* [Problem]:
List every line of the entries below that contains the word "white", copying each line in full.

* [The input]:
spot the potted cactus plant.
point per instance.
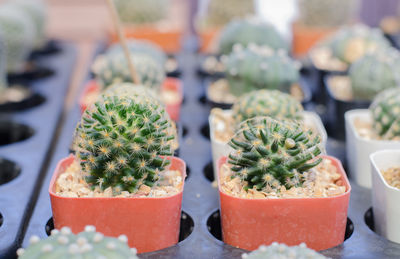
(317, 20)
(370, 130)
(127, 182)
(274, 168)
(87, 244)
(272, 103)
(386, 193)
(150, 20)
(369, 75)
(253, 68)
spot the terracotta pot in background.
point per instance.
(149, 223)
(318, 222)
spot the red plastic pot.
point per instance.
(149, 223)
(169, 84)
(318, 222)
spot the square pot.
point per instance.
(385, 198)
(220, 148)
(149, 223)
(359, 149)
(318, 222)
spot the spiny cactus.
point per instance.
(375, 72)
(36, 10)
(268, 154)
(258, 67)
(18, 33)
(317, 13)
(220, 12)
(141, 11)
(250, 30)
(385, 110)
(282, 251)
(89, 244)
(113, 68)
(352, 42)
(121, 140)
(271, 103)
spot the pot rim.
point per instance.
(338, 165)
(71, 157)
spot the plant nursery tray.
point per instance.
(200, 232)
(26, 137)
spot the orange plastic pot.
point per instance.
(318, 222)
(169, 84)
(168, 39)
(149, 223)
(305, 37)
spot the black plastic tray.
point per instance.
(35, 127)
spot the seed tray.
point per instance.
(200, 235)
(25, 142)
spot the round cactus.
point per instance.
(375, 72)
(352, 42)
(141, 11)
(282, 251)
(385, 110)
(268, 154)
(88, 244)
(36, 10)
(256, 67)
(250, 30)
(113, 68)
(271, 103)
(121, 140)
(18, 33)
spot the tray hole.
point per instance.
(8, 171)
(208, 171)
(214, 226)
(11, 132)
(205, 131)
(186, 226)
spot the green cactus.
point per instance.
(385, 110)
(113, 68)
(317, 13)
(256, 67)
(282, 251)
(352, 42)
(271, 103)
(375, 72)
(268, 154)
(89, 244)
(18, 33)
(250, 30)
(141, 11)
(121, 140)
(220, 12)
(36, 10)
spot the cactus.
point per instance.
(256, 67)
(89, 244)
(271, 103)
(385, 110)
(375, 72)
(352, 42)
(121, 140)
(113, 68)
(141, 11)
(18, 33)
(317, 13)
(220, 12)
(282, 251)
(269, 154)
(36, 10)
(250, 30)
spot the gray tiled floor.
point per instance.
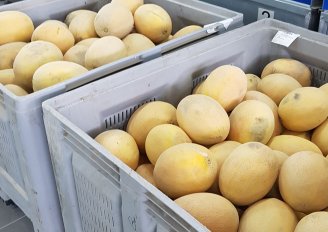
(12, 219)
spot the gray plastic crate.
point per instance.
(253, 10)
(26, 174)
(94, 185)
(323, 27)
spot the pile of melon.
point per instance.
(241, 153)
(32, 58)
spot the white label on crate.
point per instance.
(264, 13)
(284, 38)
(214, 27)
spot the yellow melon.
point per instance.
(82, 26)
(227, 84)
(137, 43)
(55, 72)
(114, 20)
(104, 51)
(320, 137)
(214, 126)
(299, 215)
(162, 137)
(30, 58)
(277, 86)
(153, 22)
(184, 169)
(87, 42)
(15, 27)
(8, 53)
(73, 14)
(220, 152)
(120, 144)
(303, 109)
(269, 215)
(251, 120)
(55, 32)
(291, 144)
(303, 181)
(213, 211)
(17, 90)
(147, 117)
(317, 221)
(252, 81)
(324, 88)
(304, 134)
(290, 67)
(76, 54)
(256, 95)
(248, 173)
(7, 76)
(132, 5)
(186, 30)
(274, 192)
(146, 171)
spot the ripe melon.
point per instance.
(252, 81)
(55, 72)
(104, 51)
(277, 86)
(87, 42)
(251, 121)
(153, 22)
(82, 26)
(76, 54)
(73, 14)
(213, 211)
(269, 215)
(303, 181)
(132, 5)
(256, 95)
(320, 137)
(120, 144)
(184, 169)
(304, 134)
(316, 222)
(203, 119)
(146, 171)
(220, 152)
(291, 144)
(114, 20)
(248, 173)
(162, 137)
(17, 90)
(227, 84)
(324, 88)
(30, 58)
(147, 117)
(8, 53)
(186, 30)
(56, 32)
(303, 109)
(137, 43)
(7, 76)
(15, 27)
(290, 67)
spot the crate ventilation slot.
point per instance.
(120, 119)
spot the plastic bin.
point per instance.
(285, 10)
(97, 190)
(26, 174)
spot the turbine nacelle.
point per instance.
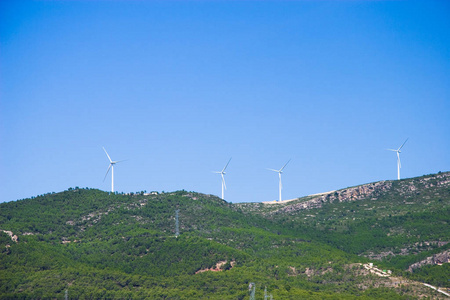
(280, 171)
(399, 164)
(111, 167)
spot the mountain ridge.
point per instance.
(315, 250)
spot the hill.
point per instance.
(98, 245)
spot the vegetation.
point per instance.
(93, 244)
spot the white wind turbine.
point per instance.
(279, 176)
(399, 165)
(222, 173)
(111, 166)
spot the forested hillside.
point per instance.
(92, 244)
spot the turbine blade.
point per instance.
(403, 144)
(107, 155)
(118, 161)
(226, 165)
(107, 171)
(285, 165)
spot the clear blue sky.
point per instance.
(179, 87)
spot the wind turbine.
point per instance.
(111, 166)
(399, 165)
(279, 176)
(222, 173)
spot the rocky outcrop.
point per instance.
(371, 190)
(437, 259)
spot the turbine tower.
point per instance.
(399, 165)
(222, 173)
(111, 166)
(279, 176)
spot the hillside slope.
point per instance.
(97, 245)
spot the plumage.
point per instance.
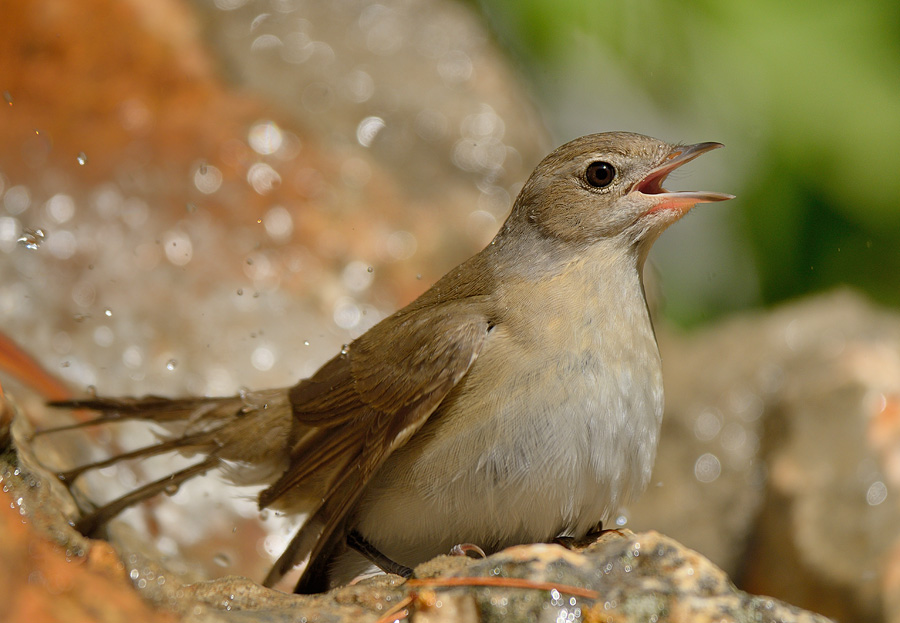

* * *

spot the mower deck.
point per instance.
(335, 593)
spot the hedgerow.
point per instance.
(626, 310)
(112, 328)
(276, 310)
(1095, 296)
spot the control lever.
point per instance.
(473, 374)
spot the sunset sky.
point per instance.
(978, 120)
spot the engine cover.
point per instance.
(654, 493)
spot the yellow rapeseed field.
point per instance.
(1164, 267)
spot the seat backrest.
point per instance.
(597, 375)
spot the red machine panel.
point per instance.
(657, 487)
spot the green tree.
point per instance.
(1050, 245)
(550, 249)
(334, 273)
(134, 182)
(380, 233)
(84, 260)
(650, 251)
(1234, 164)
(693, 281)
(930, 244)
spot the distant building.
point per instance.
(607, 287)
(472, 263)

* [Task result]:
spot the white label on crate.
spot the white wind turbine.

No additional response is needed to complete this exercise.